### Requirement:
Print a faithful copy of the data below, word for word, with the pictures left out.

### Data excerpts:
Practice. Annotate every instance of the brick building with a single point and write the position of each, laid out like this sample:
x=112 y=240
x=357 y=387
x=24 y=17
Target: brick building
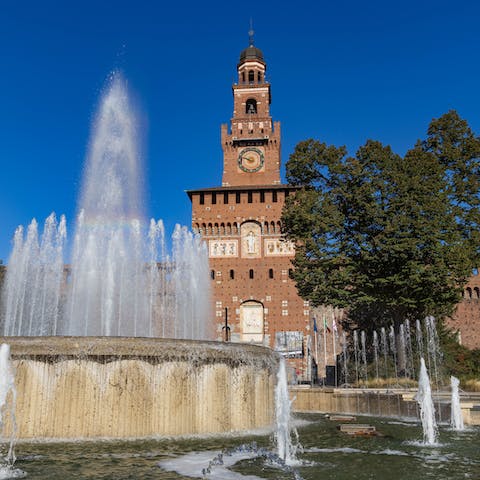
x=466 y=320
x=252 y=292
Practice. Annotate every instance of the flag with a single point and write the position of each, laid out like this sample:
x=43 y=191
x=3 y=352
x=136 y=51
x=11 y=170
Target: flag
x=334 y=326
x=325 y=324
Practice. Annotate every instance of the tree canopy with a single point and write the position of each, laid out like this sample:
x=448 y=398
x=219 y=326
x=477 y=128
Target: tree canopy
x=385 y=236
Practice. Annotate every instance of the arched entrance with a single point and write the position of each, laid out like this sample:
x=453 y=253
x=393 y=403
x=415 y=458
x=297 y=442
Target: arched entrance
x=251 y=322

### Solution below:
Practice. Annotate every instance of the brick building with a single point and write the position of each, laid out like this sample:
x=112 y=240
x=357 y=387
x=24 y=17
Target: brick building
x=466 y=320
x=252 y=292
Practice. Annotate every instance of the flag with a single point and write the position of each, laid out like this sample:
x=43 y=191
x=3 y=352
x=136 y=51
x=11 y=170
Target: flag
x=334 y=326
x=325 y=324
Practice. Annotate every instance of the tree canopy with a single point and write the position of each, laid out like this sample:
x=448 y=398
x=219 y=326
x=477 y=128
Target: tree canopy
x=385 y=236
Practice. Annotate every instance of the arched entrance with a single point and write the position of each, laid out like this sample:
x=453 y=253
x=393 y=403
x=415 y=458
x=297 y=442
Target: arched entrance
x=251 y=322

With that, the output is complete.